- **Supplied data**:
◇ ◇ ◇

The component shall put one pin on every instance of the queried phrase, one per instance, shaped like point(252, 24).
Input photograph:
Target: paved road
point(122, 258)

◇ ◇ ◇

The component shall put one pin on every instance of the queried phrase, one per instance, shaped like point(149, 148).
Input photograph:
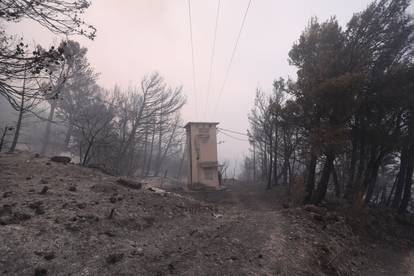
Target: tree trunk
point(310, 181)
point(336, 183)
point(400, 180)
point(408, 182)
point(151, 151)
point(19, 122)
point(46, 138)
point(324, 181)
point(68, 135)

◇ ◇ ◇

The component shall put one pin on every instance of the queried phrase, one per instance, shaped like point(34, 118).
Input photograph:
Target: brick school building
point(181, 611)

◇ ◇ ◇

- **The problem**: Whenever a line above contains "every", copy that line.

- **Solution to this task**:
The component shall put one pin on every instance of the queried phrase, one per instance, shaped like point(252, 24).
The component shall put one pin on every instance of the queried phrase, one per instance, shaped like point(149, 148).
The component shall put one pin on every instance of the queried phrase, one per instance, shaped like point(34, 118).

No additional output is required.